= The exercise =
Reproduce every line of the listing below, requests included, rescaling each bounding-box coordinate in the answers by 1.75 and rounding to whole numbers, with halves rounded up. Keep the numbers in the requests and their format samples as they are, and leave the pictures out of your answer.

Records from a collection
*-*-*

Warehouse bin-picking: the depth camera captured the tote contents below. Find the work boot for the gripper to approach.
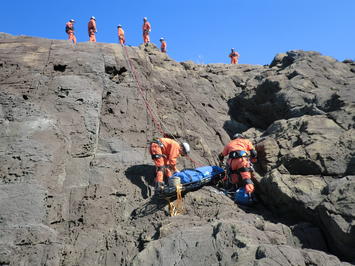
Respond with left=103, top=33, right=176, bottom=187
left=155, top=182, right=165, bottom=192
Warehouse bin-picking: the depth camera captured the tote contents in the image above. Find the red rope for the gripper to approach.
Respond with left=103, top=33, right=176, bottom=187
left=123, top=46, right=165, bottom=136
left=122, top=45, right=198, bottom=167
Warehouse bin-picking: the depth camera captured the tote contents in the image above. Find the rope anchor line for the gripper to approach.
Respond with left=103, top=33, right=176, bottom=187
left=121, top=44, right=202, bottom=167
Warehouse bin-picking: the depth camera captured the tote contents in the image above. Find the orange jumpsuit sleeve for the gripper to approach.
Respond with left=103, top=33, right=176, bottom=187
left=164, top=139, right=180, bottom=166
left=245, top=139, right=255, bottom=151
left=222, top=143, right=230, bottom=156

*-*-*

= Solution to the problem =
Warehouse bin-picking: the depth camera captured the tote contents below. Find the work boot for the gripper to approach.
Respond with left=103, top=33, right=176, bottom=187
left=271, top=319, right=289, bottom=336
Warehouse bin-picking: the depth camera captured the tote contents in the image above. Find the red rope for the gripper to approach.
Respond with left=103, top=33, right=176, bottom=187
left=215, top=81, right=289, bottom=238
left=214, top=79, right=347, bottom=292
Warehouse bin-picking: the depth camera captured the tote contents in the image above. Find the rope anchor line for the gripper to approach.
Respond with left=103, top=33, right=176, bottom=187
left=212, top=77, right=354, bottom=292
Warehouse bin-picking: the depth camera captured the tote contents in the image above. Find the orange jumpsuit sleeve for the gripper to approach.
Respond with left=103, top=33, right=176, bottom=187
left=287, top=243, right=315, bottom=291
left=429, top=243, right=446, bottom=264
left=389, top=250, right=403, bottom=273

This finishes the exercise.